#### Stated problem:
Return every line in the items below that contains the string "yellow". Case counts.

#### Listed records:
________
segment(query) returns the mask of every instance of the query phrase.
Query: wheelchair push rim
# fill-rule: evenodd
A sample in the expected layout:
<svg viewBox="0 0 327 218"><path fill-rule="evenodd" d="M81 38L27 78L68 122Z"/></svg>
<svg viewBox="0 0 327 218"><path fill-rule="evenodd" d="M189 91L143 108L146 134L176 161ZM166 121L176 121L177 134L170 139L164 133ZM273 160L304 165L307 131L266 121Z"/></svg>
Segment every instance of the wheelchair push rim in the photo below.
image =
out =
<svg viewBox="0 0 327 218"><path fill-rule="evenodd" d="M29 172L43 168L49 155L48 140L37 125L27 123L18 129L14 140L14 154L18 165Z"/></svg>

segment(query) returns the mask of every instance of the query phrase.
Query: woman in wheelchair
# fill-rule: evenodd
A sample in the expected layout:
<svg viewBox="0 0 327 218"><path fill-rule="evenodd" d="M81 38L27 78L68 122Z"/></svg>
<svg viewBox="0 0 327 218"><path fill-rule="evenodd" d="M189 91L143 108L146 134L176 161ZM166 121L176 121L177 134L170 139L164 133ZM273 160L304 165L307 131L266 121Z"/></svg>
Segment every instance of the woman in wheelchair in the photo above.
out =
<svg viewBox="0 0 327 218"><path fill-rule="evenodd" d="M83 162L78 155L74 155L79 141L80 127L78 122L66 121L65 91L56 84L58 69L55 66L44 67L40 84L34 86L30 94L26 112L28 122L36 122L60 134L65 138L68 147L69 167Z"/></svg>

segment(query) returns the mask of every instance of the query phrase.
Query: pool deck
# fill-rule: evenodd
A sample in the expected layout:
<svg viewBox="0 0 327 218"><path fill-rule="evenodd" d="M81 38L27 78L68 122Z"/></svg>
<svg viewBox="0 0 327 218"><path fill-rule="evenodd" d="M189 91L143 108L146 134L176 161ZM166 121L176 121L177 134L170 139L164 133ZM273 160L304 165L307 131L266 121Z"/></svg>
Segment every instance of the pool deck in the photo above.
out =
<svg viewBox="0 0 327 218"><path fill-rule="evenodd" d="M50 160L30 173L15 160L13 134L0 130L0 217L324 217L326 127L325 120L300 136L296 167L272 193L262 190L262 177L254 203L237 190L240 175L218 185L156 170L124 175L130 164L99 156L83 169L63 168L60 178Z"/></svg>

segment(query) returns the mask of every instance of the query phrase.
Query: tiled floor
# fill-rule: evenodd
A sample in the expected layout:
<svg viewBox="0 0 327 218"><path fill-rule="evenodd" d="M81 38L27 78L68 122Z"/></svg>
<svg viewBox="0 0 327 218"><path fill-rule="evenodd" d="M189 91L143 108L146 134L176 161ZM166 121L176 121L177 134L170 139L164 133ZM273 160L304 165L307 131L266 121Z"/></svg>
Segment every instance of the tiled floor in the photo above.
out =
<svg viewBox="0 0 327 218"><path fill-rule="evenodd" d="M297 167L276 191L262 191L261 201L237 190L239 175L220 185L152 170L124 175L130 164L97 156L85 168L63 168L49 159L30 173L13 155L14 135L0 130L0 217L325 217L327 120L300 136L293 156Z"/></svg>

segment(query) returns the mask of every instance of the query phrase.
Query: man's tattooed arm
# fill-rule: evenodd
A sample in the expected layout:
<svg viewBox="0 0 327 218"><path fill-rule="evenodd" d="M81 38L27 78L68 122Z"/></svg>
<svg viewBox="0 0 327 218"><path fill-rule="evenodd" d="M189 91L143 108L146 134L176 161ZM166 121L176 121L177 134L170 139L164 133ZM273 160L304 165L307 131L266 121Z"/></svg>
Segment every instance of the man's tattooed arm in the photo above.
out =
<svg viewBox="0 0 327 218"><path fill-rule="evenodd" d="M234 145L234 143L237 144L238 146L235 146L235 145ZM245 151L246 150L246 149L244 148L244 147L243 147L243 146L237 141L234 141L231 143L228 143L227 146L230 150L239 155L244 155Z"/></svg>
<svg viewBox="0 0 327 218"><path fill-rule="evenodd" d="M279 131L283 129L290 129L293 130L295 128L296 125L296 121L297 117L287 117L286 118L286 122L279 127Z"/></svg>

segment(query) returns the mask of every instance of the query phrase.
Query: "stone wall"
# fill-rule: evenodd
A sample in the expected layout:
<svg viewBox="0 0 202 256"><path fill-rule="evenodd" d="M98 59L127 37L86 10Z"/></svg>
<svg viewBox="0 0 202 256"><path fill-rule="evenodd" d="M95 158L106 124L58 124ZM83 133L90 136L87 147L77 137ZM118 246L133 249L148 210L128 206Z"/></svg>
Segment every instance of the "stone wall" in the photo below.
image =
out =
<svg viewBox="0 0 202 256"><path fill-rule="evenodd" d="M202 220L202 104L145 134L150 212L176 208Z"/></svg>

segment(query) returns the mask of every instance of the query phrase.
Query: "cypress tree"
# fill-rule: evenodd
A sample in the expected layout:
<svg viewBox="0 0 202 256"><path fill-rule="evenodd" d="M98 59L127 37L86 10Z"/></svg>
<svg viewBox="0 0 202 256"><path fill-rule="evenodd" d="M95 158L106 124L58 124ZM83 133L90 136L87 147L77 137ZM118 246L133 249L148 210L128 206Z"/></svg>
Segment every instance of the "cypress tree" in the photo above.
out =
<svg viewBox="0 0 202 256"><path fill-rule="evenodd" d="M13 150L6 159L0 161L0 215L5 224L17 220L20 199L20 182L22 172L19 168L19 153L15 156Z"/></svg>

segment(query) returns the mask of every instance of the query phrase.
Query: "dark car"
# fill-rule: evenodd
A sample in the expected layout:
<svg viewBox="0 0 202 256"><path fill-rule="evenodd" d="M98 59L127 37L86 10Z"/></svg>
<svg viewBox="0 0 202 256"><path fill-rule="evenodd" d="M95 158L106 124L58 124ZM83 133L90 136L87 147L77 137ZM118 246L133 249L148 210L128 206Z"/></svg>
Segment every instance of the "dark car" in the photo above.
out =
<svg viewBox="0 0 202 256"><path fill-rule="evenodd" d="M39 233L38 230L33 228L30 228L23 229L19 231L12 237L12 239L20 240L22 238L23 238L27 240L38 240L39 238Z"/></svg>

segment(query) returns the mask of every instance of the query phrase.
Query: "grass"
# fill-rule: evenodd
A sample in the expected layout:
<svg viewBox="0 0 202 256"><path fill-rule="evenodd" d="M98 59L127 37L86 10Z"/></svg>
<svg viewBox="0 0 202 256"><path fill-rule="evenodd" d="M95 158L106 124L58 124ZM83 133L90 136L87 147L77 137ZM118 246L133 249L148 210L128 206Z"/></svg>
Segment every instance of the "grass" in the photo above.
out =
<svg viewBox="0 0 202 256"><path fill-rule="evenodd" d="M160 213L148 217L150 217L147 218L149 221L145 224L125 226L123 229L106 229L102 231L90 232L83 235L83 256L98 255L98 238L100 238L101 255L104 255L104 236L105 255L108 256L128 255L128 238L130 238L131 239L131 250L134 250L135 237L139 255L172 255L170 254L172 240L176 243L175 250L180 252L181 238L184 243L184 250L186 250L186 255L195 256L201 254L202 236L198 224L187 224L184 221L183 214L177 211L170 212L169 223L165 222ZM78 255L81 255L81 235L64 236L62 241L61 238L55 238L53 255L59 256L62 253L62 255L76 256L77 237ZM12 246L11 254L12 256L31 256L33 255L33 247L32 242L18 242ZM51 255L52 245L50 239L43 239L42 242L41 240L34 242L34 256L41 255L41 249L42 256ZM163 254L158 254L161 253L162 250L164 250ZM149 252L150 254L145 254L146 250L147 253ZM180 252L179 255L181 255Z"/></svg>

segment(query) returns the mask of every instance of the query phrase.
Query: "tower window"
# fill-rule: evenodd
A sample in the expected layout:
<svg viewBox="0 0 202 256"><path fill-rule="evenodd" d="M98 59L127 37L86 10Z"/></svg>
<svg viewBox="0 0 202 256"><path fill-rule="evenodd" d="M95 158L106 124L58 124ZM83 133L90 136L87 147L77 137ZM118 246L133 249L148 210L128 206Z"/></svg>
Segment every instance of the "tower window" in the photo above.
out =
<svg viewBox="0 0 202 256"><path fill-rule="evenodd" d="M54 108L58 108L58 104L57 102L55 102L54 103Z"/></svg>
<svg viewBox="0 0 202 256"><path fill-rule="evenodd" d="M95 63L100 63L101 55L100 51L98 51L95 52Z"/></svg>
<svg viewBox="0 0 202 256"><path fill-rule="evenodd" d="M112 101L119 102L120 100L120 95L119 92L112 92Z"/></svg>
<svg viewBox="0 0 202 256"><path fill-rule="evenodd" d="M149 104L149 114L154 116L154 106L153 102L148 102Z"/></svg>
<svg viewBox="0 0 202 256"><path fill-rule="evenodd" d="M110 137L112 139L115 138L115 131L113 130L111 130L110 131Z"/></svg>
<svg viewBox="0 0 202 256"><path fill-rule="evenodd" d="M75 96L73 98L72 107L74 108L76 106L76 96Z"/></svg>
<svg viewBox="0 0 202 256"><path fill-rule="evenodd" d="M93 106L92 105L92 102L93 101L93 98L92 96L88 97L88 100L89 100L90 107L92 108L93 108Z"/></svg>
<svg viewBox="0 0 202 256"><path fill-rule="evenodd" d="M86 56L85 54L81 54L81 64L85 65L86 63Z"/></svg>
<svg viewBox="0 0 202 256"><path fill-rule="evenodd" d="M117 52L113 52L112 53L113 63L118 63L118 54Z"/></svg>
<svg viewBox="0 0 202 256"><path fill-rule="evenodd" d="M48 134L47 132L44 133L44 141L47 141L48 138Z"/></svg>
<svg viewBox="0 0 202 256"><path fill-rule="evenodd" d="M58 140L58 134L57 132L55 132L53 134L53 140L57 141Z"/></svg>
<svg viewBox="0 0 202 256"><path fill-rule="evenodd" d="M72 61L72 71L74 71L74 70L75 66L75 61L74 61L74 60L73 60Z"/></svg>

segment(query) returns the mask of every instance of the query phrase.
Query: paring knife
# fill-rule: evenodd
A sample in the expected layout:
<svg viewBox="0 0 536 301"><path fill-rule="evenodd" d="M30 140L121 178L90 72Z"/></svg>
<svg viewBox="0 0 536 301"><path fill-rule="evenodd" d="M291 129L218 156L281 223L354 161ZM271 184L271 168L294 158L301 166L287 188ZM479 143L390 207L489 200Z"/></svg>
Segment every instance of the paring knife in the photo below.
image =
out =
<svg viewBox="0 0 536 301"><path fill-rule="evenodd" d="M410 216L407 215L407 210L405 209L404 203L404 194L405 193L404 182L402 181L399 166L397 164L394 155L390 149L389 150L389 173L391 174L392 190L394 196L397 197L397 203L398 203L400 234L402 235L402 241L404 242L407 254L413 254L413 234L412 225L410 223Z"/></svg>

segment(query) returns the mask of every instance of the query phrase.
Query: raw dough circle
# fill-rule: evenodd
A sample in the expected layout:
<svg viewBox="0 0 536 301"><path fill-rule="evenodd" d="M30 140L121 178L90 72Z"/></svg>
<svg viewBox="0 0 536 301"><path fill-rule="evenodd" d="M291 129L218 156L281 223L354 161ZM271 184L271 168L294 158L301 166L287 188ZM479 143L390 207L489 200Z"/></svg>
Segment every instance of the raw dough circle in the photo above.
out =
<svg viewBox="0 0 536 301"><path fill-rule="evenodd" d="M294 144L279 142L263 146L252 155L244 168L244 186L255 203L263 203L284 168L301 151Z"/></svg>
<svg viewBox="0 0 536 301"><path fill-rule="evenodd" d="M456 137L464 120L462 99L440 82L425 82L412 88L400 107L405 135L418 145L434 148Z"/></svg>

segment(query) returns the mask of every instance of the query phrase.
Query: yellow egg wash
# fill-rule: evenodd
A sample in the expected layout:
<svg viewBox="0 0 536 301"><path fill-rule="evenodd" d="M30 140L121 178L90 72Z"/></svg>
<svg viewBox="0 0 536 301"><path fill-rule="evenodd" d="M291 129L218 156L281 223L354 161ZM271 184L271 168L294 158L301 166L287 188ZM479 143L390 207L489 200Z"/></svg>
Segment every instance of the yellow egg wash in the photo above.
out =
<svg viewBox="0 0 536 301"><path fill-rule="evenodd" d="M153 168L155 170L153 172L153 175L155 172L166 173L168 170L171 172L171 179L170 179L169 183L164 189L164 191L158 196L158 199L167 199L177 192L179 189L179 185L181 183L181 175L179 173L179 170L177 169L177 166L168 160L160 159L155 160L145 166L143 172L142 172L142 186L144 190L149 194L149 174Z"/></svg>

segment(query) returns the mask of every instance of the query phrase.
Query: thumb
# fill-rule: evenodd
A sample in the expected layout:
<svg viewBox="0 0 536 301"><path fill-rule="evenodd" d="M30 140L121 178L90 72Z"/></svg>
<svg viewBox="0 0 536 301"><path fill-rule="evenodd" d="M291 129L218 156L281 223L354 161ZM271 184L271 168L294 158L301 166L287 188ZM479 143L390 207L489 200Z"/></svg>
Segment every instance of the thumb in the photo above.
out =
________
#### Response to the exercise:
Query: yellow egg wash
Segment every instance of the yellow egg wash in the photo above.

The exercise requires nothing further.